WHAT IS EXPECTED → Copy the records word for word, beginning with the line that contains "Task: point to the black sneaker." and continuing through the final line of the records.

--- start of RECORDS SUPPLIED ---

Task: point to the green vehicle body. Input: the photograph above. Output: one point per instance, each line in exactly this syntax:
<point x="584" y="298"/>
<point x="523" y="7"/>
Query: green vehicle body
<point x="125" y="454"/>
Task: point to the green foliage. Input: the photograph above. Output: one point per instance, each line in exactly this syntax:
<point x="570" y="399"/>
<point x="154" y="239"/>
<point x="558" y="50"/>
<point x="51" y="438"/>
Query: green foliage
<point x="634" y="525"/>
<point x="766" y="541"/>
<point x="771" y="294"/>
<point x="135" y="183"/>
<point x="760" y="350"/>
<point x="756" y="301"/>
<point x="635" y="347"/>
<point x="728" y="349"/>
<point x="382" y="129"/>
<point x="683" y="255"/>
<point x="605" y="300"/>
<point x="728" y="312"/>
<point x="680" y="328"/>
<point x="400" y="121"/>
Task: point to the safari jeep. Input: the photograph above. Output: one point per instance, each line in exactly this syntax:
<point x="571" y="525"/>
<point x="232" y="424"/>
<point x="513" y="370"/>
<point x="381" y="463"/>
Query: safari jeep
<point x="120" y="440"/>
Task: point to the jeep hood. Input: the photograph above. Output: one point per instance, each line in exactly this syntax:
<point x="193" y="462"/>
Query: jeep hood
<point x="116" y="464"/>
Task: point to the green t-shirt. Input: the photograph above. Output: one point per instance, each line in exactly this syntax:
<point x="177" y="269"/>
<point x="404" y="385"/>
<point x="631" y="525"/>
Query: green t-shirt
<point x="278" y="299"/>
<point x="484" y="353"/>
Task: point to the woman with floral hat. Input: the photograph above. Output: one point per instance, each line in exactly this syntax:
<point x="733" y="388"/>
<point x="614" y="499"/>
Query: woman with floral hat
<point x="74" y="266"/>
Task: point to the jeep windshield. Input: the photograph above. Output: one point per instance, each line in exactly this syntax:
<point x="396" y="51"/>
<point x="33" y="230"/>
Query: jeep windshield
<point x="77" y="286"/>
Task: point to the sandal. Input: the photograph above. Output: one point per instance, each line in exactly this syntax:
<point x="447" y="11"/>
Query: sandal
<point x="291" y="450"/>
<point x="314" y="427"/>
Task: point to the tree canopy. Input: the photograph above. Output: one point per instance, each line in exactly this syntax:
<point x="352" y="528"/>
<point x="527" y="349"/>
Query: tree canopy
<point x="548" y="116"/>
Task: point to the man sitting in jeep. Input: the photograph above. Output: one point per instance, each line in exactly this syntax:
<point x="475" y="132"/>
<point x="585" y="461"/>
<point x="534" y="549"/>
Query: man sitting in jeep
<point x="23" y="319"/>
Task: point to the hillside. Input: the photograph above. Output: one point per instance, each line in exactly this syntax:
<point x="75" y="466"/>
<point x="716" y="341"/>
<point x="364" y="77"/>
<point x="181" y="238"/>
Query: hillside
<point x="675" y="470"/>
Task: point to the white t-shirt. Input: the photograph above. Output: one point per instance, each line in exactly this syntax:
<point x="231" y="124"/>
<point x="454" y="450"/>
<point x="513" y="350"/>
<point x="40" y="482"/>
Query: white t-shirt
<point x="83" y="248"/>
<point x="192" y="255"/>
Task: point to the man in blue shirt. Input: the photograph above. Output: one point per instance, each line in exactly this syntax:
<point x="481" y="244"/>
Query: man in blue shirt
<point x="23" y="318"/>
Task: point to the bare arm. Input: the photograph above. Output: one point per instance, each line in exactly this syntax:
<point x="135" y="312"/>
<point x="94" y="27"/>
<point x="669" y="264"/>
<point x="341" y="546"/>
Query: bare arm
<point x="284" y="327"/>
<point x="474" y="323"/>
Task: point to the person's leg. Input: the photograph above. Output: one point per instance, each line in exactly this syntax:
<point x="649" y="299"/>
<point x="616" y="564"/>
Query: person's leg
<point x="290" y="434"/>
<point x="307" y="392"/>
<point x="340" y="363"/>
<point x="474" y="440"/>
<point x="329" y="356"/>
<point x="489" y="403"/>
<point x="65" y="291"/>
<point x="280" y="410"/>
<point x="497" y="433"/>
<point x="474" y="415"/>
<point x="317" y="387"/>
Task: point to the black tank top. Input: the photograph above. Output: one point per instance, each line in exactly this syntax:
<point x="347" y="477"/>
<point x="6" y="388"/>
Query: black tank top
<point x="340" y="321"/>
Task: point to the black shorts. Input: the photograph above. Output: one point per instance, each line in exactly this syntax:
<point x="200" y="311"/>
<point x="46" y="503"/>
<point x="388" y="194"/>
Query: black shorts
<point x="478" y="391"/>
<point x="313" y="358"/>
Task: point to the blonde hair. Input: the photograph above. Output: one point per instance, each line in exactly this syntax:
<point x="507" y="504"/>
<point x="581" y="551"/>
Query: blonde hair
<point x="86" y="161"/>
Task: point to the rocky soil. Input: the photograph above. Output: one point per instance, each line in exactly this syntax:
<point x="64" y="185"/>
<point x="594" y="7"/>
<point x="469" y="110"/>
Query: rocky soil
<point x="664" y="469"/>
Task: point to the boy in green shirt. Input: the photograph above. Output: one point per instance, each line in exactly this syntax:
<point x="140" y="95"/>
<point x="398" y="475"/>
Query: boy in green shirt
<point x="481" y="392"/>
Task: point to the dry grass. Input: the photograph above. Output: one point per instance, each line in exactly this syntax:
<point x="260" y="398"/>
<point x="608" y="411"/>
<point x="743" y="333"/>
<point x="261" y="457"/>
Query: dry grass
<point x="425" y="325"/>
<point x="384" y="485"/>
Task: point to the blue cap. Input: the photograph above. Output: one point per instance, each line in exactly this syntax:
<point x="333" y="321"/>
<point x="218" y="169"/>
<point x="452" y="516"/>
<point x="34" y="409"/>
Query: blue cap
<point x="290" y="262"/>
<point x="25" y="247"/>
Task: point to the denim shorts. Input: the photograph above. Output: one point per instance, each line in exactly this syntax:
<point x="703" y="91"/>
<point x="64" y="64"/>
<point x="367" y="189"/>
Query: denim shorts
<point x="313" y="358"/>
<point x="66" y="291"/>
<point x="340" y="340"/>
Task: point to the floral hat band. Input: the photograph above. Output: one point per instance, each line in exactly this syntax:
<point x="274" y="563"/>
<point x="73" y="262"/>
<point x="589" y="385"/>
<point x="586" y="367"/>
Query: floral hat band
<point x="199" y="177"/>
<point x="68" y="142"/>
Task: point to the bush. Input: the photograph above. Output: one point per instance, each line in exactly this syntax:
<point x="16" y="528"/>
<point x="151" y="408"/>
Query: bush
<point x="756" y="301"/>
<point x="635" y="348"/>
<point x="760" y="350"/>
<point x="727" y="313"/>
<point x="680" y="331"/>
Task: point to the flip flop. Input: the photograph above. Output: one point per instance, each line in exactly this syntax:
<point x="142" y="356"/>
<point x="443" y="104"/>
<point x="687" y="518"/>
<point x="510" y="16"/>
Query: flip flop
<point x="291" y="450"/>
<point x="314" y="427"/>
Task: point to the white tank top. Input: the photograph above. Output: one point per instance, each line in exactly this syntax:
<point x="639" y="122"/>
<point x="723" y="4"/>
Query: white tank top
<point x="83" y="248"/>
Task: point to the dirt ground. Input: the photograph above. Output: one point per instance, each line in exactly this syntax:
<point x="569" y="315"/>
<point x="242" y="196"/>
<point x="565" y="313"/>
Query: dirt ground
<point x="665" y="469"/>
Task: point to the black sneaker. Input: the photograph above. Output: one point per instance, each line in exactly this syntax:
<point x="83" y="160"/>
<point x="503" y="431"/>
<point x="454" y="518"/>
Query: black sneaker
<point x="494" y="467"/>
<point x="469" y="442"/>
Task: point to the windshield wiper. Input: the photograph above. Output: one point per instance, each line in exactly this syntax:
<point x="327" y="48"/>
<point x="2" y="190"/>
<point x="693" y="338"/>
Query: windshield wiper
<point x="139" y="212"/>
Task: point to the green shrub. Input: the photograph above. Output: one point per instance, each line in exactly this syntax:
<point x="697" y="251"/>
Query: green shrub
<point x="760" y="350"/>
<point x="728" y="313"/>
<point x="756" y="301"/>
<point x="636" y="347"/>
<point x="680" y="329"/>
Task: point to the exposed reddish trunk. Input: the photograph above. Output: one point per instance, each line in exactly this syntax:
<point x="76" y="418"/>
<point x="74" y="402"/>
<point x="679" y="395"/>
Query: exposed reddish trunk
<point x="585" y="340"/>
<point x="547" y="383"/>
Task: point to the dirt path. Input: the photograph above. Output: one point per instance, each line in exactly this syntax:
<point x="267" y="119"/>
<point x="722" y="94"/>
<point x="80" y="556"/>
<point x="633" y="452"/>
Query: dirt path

--- end of RECORDS SUPPLIED ---

EXPECTED ANSWER →
Task: point to the black sneaker. Input: the photograph above. Output: one point per instance, each line in exactly this syntax:
<point x="83" y="160"/>
<point x="503" y="431"/>
<point x="454" y="518"/>
Query: black sneaker
<point x="494" y="467"/>
<point x="469" y="442"/>
Task: point to the windshield wiper. Input: the photograph above. Output: one point per instance, each line in exactly this syntax:
<point x="327" y="48"/>
<point x="2" y="190"/>
<point x="693" y="338"/>
Query: windshield wiper
<point x="139" y="212"/>
Task: point to the green shrub. Input: the photograph above. Output: one point per instance, each line in exactly this syntax:
<point x="697" y="251"/>
Query: green shrub
<point x="760" y="350"/>
<point x="728" y="313"/>
<point x="756" y="301"/>
<point x="636" y="347"/>
<point x="680" y="329"/>
Task: point to the exposed reddish trunk. Input: the photograph above. Output: one point per instance, each line in exactly this syntax:
<point x="76" y="418"/>
<point x="74" y="402"/>
<point x="679" y="395"/>
Query: exposed reddish trunk
<point x="585" y="340"/>
<point x="547" y="383"/>
Task: point to the dirt path. Input: the photograph above. Output: one point per instance, each line in exactly this syntax:
<point x="267" y="119"/>
<point x="722" y="94"/>
<point x="80" y="556"/>
<point x="633" y="452"/>
Query: dirt path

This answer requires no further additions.